Scale the items running from the line that contains "of the tree" through the line that contains "x=741, y=351", and give back only those lines, requests included, with every point coordinate in the answers multiplied by 2.2 and rounded to a whole number, halves up. Leave the pictures out.
─── MATERIAL FOR THE TASK ───
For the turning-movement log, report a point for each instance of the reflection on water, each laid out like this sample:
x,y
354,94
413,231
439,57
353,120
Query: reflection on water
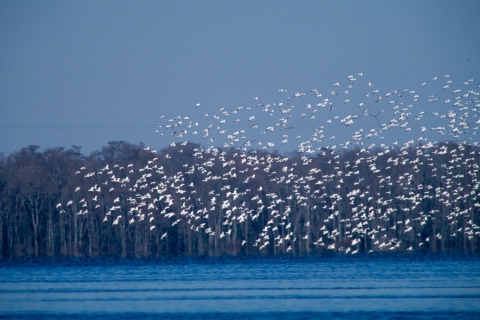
x,y
266,288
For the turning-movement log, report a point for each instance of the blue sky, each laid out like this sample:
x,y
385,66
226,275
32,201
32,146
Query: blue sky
x,y
88,72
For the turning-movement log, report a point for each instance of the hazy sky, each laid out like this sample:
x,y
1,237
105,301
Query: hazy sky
x,y
88,72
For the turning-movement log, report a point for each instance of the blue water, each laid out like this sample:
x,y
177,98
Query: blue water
x,y
361,287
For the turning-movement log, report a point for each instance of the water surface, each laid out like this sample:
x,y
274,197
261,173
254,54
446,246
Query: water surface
x,y
381,287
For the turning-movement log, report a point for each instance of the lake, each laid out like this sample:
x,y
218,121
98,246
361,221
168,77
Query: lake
x,y
342,287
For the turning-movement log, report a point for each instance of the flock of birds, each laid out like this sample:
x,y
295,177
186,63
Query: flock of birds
x,y
318,197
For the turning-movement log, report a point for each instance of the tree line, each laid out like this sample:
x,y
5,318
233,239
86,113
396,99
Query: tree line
x,y
126,200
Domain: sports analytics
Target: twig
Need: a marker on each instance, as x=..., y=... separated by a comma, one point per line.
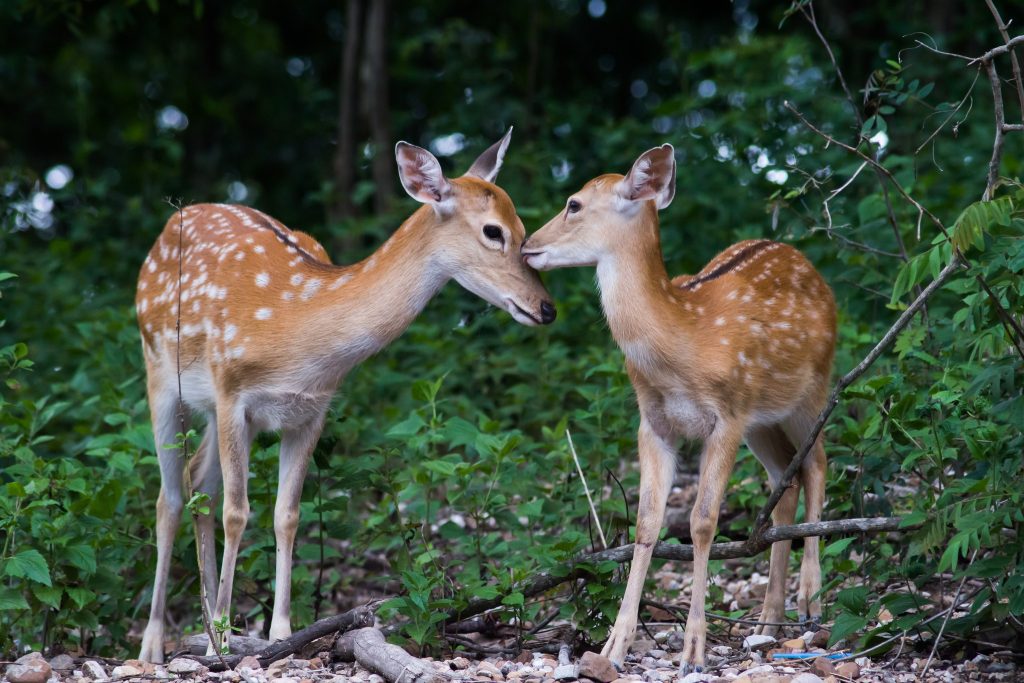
x=935, y=645
x=761, y=521
x=586, y=488
x=580, y=566
x=1008, y=321
x=1014, y=63
x=353, y=619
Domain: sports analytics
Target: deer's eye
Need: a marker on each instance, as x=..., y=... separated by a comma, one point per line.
x=494, y=232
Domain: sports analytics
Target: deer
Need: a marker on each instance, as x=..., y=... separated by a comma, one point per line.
x=248, y=323
x=741, y=351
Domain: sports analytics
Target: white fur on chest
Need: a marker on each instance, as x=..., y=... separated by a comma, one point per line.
x=686, y=416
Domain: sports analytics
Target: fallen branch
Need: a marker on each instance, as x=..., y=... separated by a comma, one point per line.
x=549, y=579
x=353, y=619
x=368, y=647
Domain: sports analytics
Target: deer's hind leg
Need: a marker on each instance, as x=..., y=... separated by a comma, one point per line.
x=773, y=450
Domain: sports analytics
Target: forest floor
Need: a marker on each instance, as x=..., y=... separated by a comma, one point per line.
x=653, y=657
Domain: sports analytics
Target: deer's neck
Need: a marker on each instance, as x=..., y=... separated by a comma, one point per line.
x=363, y=307
x=642, y=307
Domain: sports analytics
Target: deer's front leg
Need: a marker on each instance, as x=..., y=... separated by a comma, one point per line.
x=296, y=446
x=718, y=458
x=657, y=465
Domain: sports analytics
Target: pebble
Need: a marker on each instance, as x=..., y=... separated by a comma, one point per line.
x=598, y=668
x=94, y=670
x=126, y=671
x=30, y=669
x=757, y=641
x=183, y=666
x=62, y=663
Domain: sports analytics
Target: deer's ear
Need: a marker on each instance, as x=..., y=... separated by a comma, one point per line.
x=652, y=177
x=421, y=174
x=487, y=164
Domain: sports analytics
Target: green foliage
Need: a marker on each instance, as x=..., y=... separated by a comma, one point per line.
x=443, y=475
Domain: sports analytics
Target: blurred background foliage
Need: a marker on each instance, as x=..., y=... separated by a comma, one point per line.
x=443, y=472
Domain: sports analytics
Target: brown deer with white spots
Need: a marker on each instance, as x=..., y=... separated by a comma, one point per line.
x=739, y=352
x=268, y=328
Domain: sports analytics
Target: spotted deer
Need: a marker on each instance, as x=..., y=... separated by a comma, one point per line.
x=740, y=351
x=269, y=327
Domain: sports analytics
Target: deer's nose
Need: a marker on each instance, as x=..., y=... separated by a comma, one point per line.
x=548, y=312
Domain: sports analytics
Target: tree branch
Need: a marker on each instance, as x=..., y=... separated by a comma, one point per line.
x=761, y=521
x=580, y=566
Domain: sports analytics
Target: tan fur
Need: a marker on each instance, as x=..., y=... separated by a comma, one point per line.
x=740, y=351
x=268, y=328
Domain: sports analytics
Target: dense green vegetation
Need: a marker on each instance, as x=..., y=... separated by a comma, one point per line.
x=445, y=454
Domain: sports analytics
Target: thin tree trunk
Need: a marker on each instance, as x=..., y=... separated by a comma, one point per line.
x=378, y=113
x=344, y=169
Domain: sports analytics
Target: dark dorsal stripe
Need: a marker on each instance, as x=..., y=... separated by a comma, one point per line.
x=306, y=256
x=744, y=254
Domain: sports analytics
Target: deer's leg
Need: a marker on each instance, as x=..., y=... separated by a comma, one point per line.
x=166, y=425
x=813, y=472
x=657, y=464
x=206, y=478
x=296, y=446
x=718, y=458
x=808, y=600
x=235, y=437
x=773, y=449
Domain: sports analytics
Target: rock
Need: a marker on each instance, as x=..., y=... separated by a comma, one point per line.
x=598, y=668
x=758, y=642
x=848, y=670
x=695, y=678
x=566, y=672
x=249, y=662
x=30, y=669
x=759, y=671
x=126, y=671
x=94, y=670
x=183, y=666
x=806, y=677
x=62, y=663
x=822, y=667
x=795, y=645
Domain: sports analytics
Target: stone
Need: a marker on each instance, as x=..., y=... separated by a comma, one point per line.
x=820, y=638
x=126, y=671
x=183, y=666
x=566, y=672
x=62, y=663
x=30, y=669
x=249, y=662
x=598, y=668
x=822, y=667
x=848, y=670
x=695, y=678
x=795, y=645
x=807, y=677
x=94, y=670
x=758, y=641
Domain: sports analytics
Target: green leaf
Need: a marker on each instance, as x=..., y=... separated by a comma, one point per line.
x=81, y=556
x=845, y=625
x=29, y=564
x=837, y=547
x=11, y=599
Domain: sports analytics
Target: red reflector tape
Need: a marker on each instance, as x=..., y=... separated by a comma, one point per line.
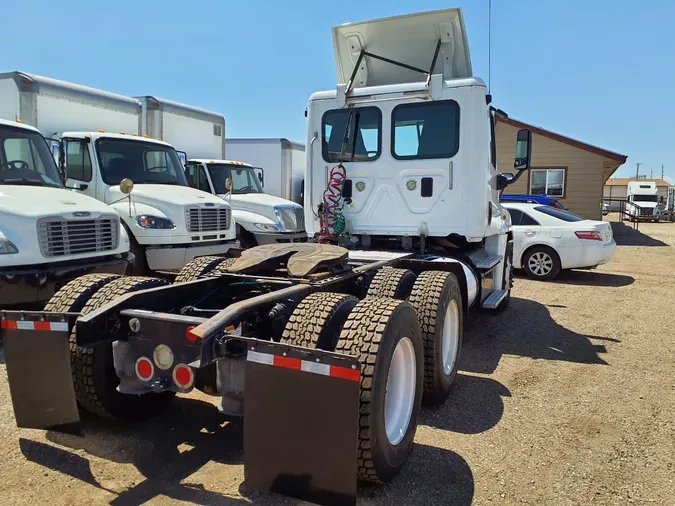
x=287, y=363
x=305, y=366
x=42, y=326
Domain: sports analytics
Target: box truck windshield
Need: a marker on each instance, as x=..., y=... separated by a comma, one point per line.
x=25, y=159
x=142, y=162
x=244, y=179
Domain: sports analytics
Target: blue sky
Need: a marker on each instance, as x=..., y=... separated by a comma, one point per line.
x=600, y=71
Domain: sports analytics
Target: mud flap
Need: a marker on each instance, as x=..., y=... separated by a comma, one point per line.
x=37, y=357
x=301, y=411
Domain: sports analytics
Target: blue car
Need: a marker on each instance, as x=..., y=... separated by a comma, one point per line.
x=533, y=199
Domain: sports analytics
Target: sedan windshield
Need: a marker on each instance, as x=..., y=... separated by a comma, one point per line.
x=244, y=179
x=558, y=213
x=25, y=159
x=142, y=162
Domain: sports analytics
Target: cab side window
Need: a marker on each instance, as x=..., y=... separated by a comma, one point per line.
x=78, y=163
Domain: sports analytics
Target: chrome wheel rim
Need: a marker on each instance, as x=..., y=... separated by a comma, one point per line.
x=540, y=263
x=400, y=393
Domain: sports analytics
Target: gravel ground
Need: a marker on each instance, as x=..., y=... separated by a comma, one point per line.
x=567, y=398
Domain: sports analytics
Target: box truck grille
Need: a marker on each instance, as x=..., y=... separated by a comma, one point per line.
x=73, y=237
x=200, y=219
x=292, y=218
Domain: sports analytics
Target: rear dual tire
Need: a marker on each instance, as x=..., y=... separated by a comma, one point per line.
x=385, y=335
x=94, y=376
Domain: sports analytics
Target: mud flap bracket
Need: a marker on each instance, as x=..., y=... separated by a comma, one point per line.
x=37, y=357
x=301, y=413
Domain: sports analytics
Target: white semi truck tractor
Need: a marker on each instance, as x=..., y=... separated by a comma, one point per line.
x=260, y=218
x=48, y=235
x=106, y=157
x=328, y=349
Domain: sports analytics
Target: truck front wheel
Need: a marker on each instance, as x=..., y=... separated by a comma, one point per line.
x=94, y=375
x=437, y=299
x=385, y=335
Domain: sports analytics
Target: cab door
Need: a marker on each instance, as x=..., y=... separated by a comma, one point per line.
x=197, y=177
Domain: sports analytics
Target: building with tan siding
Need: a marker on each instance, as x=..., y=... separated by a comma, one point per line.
x=570, y=170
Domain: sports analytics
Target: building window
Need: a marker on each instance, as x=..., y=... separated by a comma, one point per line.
x=425, y=131
x=361, y=146
x=549, y=182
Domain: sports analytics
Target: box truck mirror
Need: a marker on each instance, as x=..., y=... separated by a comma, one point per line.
x=126, y=185
x=523, y=150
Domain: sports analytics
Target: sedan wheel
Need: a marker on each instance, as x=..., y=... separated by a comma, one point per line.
x=541, y=263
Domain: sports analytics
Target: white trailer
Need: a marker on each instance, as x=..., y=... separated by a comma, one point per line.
x=642, y=198
x=282, y=160
x=48, y=235
x=261, y=218
x=101, y=145
x=199, y=132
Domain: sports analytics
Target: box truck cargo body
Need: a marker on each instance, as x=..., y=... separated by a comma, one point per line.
x=187, y=128
x=101, y=145
x=262, y=217
x=282, y=160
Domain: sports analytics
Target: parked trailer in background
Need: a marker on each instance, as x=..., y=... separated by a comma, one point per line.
x=327, y=350
x=197, y=131
x=282, y=160
x=169, y=223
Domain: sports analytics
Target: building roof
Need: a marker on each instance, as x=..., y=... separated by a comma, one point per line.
x=566, y=140
x=623, y=181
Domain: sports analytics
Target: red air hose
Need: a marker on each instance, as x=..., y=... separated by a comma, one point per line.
x=332, y=203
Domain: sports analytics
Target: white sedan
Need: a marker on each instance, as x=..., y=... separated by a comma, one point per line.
x=546, y=240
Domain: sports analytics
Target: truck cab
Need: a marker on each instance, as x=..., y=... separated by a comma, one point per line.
x=169, y=222
x=48, y=235
x=261, y=218
x=408, y=141
x=641, y=200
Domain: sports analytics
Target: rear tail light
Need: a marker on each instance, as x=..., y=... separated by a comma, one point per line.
x=183, y=376
x=144, y=369
x=591, y=235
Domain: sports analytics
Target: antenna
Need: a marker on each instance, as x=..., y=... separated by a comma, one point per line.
x=489, y=46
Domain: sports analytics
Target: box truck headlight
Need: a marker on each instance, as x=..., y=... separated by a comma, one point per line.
x=7, y=247
x=266, y=228
x=154, y=222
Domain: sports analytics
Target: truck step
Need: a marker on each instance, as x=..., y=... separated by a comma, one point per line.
x=487, y=262
x=495, y=298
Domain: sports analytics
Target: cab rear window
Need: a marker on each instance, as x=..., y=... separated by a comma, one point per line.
x=425, y=130
x=352, y=135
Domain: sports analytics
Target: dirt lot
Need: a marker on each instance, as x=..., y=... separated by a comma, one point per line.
x=567, y=398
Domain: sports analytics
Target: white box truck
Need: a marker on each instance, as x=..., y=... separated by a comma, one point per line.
x=261, y=217
x=282, y=160
x=48, y=235
x=168, y=222
x=642, y=197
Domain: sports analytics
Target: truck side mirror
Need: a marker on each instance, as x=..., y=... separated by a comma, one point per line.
x=261, y=175
x=503, y=180
x=523, y=150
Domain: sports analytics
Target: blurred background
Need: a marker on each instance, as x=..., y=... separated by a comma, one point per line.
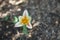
x=45, y=19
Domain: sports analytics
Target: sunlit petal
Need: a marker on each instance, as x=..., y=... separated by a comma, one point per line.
x=18, y=24
x=25, y=13
x=29, y=26
x=20, y=18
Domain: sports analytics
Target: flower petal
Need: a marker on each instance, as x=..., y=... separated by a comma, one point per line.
x=25, y=13
x=29, y=18
x=20, y=17
x=18, y=24
x=29, y=26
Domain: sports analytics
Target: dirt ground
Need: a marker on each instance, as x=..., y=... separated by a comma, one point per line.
x=45, y=19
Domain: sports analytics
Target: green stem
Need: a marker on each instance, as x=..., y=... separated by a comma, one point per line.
x=25, y=31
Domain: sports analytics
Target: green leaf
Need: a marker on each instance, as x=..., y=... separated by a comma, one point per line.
x=6, y=18
x=25, y=31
───
▸ **WRITTEN RESPONSE**:
For the turning-movement log, report a point for each instance of the tree line, each laid out like this sample:
x,y
5,318
233,239
86,113
396,99
Query: tree line
x,y
277,440
Domain: sports analytics
Target: twig
Need: a marker on each instance, as x=..., y=... separated by a comma, one point per line.
x=2057, y=1419
x=1674, y=1146
x=1289, y=1074
x=1276, y=1245
x=2218, y=706
x=2231, y=139
x=777, y=1362
Domain: sports analytics
Target: deer's eye
Need: a marker on each instance, as x=..., y=... separated by a comma, one point per line.
x=1087, y=510
Domain: sports analytics
Target: deer
Need: a marker on each instance, as x=..., y=... separated by a comma, one point per line.
x=546, y=711
x=1630, y=772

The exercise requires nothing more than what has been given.